[Travail demandé]
[1] D'après la critique, quel titre porte chacun des chapitres du roman ?
[2] Dressez la liste de toutes les personnes qui vivent avec Tom selon la critique.

Le pire n’arrive pas toujours

Un coup de cœur du Carnet

Thomas GUNZIG, Le sang des bêtes, Au diable vauvert, 2022, 208 p., 16 € / ePub : 9.99 €, ISBN : 979-10-307-0452-5 

gunzig le sang des betesÀ chaque roman, Thomas Gunzig décrit, de manière précise et documentée, certaines pratiques sociétales bien contemporaines, par exemple les techniques de vente (dans Manuel de survie à l’usage des incapables) ou dans le cas de son dernier roman, Le sang des bêtes, la pratique et le marché du body-building. En même temps, il imagine des choses invraisemblables dont on se dit cependant que, vu les processus qu’il évoque, elles risquent de ne pas tarder à devenir réelles. Dans Le sang des bêtes, il s’agit de la génétique et de ce que des apprentis sorciers peuvent en faire.

Tom a cinquante ans. Il pratique la musculation et est employé dans une boutique de produits pour le body-building. Avec lui, sa femme, son fils de retour à la maison familiale pour une prise de distance temporaire d’avec sa compagne, et son père malade venu se faire soigner chez lui. Un univers sans grand relief. D’entrée du roman, Tom se pose la question : « Qu’est-ce que j’ai fait de ma vie ? », interrogation récurrente qui va l’amener à tenter quelque chose, à profiter d’une occasion fortuite pour aller à l’encontre de son destin.

Car l’autre grande question du roman est celle de la fatalité. Dans quelle mesure est-on maître de son destin et comment échapper à ce qui apparaît comme une fatalité ? Pour Tom, elle prend le visage de ses origines familiales. Il est juif et porte inconsciemment un passé dont il ne connaît pourtant que peu de choses, mais que la transmission intergénérationnelle lui fait peser. Plus qu’il ne veut bien le reconnaître, il est marqué par la disparition de sa famille dans les camps. À l’adolescence, c’est son physique de petit Juif malingre peu apte à séduire les grandes filles blondes qui lui pèse. Le culturisme va dès lors être pour lui un moyen d’essayer de sortir de cette prédestination physique. Cela lui permet d’oublier sa condition : « il ne pensait plus ni au passé ni à l’avenir, il n’était plus qu’un métabolisme produisant de l’énergie pour tirer, pousser ou soulever ». Le culturisme repose sur la notion de répétition, faire encore et encore le même geste. Et même si cela suscite un réel plaisir (que Thomas Gunzig décrit bien), Tom ne reste-t-il pas dans le même, ne répète-t-il pas finalement ainsi son asservissement à sa problématique physique, malgré les indéniables qualités athlétiques qu’il a pu développer ?

Le culturisme en ce qu’il conduit à n’être qu’un métabolisme produisant de l’énergie apparaît comme la figure générale du livre, la métaphore de la façon de prendre, ou non, son destin en main. C’est ainsi que les chapitres portent chacun comme titre le nom d’un muscle à faire travailler.

L’image que Tom se fait de son corps se double d’un sentiment lancinant de peur : « cette peur qui ne te quitte jamais, même quand tu vis dans un monde en paix, c’est ça être juif ! ». Thomas Gunzig suggère à petites touches les différentes facettes de l’origine et du vécu de cette peur.

[Entrées pour l'annotation par cadres de délimitation]
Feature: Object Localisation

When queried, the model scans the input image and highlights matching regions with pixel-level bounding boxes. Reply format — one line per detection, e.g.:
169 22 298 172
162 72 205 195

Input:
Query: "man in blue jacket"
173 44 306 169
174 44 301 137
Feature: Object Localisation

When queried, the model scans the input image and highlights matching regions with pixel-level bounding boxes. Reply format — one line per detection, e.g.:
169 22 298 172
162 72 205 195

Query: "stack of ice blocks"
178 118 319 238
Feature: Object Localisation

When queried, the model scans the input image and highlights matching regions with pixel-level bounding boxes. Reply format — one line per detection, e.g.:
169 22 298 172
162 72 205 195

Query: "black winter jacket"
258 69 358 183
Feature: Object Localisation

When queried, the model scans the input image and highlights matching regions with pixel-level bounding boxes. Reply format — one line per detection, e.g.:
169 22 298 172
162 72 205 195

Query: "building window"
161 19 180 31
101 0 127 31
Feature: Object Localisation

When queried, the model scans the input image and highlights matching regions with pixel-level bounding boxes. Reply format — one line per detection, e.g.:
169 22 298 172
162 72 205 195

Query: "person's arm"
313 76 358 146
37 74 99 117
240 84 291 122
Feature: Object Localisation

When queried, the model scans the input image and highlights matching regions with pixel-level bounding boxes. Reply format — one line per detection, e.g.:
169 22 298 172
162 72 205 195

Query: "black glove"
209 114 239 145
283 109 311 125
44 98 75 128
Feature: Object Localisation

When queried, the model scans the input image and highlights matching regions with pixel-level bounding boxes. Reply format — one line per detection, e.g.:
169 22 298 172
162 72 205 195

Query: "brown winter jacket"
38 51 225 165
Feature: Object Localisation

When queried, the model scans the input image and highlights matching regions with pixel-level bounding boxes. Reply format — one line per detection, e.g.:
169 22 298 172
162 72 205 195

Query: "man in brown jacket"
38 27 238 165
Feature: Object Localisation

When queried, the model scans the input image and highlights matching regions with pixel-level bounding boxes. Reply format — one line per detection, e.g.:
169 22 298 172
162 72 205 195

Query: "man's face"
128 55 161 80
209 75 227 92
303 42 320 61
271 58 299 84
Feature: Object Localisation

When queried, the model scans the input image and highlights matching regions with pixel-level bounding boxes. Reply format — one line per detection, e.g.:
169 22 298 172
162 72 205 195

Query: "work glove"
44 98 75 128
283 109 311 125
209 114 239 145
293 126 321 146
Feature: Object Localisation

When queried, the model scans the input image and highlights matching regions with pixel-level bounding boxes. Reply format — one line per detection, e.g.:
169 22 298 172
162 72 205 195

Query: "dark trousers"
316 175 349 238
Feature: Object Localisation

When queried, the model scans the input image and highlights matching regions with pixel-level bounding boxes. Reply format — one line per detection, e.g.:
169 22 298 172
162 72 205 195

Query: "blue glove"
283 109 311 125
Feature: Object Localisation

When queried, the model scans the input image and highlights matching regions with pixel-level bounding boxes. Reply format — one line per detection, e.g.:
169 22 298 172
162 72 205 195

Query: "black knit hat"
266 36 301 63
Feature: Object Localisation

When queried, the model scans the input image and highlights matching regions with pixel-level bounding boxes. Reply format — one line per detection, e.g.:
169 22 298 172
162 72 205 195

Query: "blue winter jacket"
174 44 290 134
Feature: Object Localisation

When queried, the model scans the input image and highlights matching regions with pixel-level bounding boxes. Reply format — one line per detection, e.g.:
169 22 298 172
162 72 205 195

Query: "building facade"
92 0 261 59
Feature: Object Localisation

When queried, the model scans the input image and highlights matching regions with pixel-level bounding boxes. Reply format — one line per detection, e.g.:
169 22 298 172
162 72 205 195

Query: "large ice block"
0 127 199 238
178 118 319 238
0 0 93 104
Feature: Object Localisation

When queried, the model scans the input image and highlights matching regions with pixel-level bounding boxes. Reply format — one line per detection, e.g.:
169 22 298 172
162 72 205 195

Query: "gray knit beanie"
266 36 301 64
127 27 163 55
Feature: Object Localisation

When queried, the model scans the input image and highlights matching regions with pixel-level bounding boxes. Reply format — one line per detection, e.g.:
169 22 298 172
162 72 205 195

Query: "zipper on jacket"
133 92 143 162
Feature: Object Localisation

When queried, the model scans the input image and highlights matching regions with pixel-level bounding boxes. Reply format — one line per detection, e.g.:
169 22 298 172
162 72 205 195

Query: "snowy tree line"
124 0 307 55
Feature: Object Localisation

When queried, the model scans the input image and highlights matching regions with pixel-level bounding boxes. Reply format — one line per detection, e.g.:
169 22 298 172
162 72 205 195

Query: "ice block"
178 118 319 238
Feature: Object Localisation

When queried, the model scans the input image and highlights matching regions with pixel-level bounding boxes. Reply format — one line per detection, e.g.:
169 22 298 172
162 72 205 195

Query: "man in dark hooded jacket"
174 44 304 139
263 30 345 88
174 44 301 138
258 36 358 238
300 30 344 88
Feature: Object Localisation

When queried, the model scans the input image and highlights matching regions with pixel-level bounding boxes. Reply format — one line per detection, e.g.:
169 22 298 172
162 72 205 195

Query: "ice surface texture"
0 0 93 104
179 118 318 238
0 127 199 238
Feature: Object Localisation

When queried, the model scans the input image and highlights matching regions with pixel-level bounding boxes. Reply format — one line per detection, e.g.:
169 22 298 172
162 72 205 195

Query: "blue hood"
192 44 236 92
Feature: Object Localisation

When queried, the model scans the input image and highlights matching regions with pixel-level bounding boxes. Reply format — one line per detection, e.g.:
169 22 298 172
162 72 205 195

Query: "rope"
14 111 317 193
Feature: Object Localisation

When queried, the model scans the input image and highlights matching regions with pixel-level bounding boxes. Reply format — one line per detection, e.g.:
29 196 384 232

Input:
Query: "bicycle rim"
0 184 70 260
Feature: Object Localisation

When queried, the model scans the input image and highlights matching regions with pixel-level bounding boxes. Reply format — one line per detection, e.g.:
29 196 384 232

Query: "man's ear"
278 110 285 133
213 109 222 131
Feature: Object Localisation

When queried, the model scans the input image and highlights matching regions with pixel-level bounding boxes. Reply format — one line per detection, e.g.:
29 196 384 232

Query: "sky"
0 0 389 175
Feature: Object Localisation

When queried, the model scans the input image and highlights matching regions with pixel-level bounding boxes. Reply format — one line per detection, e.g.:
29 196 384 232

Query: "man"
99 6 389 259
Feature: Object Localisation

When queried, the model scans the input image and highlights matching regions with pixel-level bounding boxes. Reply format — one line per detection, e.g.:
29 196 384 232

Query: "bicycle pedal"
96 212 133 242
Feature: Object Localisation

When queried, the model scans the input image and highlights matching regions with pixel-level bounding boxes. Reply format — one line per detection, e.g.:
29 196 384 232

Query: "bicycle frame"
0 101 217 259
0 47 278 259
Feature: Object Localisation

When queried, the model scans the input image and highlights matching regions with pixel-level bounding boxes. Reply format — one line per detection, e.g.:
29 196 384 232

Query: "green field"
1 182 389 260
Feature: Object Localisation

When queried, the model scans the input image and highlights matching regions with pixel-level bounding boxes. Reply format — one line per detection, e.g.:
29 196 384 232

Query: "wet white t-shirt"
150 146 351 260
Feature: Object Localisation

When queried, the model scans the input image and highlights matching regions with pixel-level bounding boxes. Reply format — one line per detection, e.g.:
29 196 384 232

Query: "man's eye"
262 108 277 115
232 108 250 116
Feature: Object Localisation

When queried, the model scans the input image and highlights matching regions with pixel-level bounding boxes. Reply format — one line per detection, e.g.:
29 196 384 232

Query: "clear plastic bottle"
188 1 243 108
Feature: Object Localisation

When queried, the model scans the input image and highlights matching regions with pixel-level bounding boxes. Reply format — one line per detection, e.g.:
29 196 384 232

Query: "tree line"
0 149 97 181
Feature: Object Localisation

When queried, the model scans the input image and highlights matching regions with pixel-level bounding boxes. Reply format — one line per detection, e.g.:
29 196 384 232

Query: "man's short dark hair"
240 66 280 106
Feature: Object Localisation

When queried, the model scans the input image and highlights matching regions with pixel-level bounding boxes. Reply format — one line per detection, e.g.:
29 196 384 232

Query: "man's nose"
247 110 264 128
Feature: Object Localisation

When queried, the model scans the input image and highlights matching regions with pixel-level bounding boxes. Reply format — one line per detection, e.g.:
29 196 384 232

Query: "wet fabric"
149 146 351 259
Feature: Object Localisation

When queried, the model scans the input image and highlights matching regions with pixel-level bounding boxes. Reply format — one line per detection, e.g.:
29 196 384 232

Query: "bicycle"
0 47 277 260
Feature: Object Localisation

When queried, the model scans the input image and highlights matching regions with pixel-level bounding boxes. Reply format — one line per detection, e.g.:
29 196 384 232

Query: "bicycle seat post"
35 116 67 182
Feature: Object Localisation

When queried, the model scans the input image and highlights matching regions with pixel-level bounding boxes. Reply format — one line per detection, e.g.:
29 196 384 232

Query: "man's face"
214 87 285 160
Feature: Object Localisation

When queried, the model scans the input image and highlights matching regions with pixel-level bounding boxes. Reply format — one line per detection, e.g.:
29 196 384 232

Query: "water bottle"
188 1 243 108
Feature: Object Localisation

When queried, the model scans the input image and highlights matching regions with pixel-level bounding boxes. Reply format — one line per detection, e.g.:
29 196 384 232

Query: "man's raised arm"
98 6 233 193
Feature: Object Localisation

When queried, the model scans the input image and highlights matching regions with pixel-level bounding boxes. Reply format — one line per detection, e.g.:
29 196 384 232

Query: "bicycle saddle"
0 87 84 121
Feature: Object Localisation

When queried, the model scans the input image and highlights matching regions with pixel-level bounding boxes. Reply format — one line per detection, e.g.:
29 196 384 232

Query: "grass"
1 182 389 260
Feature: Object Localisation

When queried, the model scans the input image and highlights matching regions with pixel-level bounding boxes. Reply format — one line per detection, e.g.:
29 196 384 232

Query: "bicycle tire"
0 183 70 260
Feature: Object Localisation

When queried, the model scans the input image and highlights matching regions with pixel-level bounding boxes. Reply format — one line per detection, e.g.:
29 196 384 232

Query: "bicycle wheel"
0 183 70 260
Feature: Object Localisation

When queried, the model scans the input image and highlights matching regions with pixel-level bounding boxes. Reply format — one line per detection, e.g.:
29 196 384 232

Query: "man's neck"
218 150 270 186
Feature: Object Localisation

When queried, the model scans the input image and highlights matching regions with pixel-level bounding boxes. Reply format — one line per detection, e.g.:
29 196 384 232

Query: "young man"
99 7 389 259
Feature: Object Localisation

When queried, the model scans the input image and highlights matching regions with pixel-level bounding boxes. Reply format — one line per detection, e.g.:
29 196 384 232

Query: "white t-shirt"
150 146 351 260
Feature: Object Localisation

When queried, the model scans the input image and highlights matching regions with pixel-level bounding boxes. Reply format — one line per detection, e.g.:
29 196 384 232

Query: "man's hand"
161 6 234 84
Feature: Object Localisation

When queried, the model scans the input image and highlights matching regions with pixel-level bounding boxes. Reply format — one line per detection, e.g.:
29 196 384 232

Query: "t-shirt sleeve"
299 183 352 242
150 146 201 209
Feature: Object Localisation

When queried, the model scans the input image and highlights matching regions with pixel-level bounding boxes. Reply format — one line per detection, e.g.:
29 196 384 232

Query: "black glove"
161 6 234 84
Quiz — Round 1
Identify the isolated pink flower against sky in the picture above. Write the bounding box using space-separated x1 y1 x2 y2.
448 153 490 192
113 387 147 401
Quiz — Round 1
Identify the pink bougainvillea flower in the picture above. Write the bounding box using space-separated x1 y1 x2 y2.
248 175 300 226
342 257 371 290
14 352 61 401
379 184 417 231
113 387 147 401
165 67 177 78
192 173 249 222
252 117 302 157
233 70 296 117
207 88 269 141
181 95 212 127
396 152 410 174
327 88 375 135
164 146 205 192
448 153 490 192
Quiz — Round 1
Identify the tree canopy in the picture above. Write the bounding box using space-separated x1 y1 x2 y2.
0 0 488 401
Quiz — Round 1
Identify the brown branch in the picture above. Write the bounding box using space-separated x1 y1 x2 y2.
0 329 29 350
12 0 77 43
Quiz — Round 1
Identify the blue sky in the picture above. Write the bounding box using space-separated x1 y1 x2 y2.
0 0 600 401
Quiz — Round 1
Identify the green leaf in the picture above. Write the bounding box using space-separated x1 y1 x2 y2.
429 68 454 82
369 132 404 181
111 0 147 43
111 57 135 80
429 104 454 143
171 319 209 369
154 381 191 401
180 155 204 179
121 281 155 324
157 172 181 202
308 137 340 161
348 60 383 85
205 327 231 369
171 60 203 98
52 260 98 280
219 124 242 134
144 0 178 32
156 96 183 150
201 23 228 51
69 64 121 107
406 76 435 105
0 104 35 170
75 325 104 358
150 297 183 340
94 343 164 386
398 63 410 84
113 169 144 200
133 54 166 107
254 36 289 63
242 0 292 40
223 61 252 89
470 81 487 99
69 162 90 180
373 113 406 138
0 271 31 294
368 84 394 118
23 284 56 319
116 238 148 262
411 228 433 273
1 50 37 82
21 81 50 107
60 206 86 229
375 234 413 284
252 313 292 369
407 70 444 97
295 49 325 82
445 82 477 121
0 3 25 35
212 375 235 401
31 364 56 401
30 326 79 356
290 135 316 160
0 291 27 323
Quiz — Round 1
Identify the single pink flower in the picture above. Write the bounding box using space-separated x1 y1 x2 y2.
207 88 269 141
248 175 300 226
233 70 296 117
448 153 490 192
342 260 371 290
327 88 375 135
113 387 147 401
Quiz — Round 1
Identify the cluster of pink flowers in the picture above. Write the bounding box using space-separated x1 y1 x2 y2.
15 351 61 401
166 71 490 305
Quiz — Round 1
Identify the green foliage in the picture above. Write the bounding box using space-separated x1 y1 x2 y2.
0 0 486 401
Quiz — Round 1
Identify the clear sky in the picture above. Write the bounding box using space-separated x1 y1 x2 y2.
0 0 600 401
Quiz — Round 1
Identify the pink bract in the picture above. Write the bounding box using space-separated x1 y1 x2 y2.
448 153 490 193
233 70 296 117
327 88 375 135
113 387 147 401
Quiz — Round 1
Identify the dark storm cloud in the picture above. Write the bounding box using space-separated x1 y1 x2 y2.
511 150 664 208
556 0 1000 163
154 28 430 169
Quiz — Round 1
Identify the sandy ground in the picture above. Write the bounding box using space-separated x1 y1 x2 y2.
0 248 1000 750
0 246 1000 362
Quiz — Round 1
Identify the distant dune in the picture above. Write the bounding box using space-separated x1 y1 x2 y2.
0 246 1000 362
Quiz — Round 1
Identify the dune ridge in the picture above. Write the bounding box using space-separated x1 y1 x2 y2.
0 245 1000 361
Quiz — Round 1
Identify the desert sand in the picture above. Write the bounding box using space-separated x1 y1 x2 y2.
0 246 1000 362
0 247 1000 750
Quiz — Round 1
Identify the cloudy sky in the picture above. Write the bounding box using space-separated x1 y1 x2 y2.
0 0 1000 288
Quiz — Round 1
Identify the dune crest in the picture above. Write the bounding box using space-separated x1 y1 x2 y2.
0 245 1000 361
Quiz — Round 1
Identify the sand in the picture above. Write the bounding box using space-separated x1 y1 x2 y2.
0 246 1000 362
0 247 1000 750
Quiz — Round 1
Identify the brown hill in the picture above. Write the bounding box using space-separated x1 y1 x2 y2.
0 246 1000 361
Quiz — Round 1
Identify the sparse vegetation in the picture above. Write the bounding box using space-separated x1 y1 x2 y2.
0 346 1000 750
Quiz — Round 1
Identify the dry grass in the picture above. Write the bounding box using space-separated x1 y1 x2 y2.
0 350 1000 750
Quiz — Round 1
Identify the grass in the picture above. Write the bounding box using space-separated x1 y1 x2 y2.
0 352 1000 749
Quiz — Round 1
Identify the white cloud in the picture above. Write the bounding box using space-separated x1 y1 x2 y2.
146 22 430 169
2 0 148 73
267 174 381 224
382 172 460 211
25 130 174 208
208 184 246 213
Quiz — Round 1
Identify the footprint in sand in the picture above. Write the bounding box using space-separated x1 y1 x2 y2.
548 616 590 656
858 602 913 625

[Corrigé]
[1] Chaque chapitre porte comme titre le nom d'un muscle à faire travailler.

[2]
- sa femme
- son fils, revenu à la maison familiale pour une prise de distance temporaire d'avec sa compagne
- son père malade, venu se faire soigner chez lui